BEGIN TEXT SECTION
Table 6. Result comparison at the image level. Best value in bold.

Configuration	F1 Macro
Best layer green channel	0.2736
Best five-layer green channel	0.3201
All twelve-layer green channels	0.3155
Best individual from AG (green channel)	0.3220
Best individual from AG	0.3681

summarizes the progression of the results obtained at the image level. The best performing individual achieved an F1 macro score of 36.81%, representing a gain of nearly 9% over the best result obtained using a single layer. Such improvements demonstrate that explicitly optimizing the combination of feature blocks is substantially more effective than relying on raw concatenation, suggesting that the discriminative patterns are distributed across layers in a highly unbalanced manner. It also showed an improvement of 5% over concatenating features from all 12 layers.

At the cellular level, like the image-level analysis, we evaluated the performance of each feature block extracted from the 12 CNNs individually, repeating this process for the segmented nucleus and the annular region incorporating the nuclear membrane. As mentioned above, only the green channel was considered, and only one cell per image was selected for this initial step.
END TEXT SECTION
ACTIVITY 1
In the text on combining CNN feature blocks, what F1 macro score did the best performing individual achieve at the image level?
ACTIVITY 2
Continue the text on combining CNN feature blocks from the point where it stops.
You do not need the data to complete these tasks.
BEGIN RECORDS PROVIDED
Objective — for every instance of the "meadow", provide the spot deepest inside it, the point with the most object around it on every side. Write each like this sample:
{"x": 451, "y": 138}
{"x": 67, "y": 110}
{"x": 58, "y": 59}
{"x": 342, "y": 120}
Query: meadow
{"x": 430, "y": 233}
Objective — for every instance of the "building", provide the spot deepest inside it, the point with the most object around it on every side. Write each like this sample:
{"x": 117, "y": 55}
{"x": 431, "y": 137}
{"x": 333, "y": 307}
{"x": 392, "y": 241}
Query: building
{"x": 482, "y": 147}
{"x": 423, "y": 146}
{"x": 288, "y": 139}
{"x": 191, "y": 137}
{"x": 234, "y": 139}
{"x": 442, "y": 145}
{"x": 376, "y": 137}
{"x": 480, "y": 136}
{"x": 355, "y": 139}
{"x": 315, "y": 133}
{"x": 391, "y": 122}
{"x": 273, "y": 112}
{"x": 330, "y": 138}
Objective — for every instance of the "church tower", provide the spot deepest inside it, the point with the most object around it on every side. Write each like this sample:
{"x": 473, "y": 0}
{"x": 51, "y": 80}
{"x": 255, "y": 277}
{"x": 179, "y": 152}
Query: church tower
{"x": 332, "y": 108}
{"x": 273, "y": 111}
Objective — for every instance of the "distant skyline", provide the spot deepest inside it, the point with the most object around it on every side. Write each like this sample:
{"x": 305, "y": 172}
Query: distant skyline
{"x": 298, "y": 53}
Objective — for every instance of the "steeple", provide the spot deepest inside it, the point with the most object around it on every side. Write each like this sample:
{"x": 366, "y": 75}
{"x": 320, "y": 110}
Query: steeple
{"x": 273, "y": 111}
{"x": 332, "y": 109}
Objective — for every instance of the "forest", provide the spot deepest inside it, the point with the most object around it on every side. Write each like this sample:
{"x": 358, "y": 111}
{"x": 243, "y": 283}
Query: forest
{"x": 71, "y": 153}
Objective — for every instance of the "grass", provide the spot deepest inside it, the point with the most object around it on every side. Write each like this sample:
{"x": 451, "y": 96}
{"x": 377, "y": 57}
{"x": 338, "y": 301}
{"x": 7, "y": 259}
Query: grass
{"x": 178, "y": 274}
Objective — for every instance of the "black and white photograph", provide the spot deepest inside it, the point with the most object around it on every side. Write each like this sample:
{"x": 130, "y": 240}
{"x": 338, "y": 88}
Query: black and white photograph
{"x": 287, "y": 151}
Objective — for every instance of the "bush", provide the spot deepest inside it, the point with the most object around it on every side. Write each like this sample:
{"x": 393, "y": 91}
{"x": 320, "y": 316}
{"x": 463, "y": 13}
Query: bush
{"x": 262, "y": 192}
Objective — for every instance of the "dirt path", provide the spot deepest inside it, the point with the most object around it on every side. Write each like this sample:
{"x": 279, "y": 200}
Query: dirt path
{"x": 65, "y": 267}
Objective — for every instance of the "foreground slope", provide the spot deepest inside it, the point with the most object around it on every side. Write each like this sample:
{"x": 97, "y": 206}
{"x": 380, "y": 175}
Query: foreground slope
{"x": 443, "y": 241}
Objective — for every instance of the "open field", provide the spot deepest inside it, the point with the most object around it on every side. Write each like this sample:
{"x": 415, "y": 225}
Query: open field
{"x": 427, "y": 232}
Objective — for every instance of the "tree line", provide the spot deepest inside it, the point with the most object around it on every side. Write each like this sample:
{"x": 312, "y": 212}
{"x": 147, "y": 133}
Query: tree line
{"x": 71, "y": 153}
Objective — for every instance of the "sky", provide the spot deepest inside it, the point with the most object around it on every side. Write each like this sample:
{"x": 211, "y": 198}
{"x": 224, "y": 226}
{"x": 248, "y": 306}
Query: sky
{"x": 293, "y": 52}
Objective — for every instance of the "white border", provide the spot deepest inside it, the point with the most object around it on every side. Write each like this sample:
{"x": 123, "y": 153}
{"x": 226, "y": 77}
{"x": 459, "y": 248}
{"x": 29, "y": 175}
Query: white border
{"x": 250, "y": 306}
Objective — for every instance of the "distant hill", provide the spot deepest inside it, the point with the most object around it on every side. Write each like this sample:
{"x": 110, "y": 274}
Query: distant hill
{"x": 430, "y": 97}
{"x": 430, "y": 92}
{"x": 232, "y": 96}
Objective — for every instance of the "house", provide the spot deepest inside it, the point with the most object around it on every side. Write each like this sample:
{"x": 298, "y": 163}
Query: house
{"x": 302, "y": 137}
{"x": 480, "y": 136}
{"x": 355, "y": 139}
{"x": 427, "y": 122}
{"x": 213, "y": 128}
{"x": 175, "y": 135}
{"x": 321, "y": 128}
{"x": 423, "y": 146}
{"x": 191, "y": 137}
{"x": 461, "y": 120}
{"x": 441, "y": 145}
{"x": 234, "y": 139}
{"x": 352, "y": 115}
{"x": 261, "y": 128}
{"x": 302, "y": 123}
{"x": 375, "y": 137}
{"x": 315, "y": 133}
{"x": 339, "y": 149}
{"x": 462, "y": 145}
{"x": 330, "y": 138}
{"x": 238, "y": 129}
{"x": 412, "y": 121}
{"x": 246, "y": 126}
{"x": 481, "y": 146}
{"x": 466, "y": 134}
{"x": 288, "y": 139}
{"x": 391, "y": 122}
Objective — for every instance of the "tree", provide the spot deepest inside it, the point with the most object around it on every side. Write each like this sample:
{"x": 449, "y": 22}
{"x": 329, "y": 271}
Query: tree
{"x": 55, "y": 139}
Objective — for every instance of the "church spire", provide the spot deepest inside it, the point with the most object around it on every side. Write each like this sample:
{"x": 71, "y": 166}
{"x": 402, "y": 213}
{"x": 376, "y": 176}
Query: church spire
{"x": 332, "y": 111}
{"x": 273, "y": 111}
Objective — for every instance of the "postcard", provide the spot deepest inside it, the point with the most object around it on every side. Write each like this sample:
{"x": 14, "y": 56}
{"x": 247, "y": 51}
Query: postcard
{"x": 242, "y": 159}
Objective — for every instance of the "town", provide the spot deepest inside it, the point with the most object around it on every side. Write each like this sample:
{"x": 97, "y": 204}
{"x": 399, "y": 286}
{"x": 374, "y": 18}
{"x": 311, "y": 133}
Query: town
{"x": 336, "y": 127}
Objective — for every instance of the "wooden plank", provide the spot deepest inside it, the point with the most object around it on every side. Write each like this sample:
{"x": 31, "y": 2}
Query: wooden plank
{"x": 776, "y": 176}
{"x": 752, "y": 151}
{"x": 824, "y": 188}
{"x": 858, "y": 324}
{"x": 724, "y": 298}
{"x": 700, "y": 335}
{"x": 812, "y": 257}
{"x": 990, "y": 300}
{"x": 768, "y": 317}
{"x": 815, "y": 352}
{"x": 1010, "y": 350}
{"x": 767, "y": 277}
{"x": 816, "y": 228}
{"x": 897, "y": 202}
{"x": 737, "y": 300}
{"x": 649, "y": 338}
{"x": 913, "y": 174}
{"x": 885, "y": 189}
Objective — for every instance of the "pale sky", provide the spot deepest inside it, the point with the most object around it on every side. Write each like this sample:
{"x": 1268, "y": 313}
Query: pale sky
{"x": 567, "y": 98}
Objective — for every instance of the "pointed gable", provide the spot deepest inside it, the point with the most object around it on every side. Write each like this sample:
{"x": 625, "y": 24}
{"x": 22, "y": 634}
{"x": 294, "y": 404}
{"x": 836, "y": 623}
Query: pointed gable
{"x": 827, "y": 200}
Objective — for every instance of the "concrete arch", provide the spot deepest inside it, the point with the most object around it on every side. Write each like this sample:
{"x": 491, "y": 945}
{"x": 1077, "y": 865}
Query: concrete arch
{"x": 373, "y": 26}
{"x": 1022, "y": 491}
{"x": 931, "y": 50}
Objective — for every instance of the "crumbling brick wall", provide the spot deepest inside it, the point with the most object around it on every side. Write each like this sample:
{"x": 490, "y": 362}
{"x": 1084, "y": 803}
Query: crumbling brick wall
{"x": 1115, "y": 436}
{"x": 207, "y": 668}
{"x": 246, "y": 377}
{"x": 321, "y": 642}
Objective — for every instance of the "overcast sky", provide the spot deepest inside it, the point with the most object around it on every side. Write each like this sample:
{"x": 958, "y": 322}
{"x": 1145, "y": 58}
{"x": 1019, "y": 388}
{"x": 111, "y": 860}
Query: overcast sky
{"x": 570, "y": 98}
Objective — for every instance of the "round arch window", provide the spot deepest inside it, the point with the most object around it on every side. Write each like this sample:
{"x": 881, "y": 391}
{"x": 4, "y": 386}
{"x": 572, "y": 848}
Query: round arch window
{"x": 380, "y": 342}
END RECORDS PROVIDED
ANSWER 1
36.81%

ANSWER 2
For the nucleus region, the training time for the OAO configuration averaged around 5 min, while OAA required approximately 14 min. Conversely, for the nuclear membrane region, the training time increased slightly, with the OAO configuration averaging around 6 min and OAA requiring approximately 15 min. At the cellular level, the OAO scheme once again proved to be both faster and more effective than the OAA configuration. The best performance at this level was achieved when focusing on the nucleus region rather than the annular region, incorporating the nuclear membrane. The superior performance of the nucleus region reinforces the biological expectation that most class-specific signals are localized within nuclear patterns, while the membrane contributes more weakly and with higher variability. However, our objective is to identify a feature concatenation strategy that can further enhance classification performance. To this end, we applied the GA also at the cellular level to determine the sub-optimal combination of features from different layers. In this case, we initialized the population with randomly generated individuals, ensuring diverse starting points for the optimization process. Consistent with the approach used at the image level, each individual in the GA was evaluated by the OAO method to compute the fitness. Starting from the initial population, the GA evolved for 25 generations, resulting in a total of 400 evaluations. The individual with the highest fitness comprises 4K features: 2K derived from the nucleus region and 2K from the nuclear membrane region.

Table 7. Green channel concatenation of features from different layers at the cellular level. Best value in bold.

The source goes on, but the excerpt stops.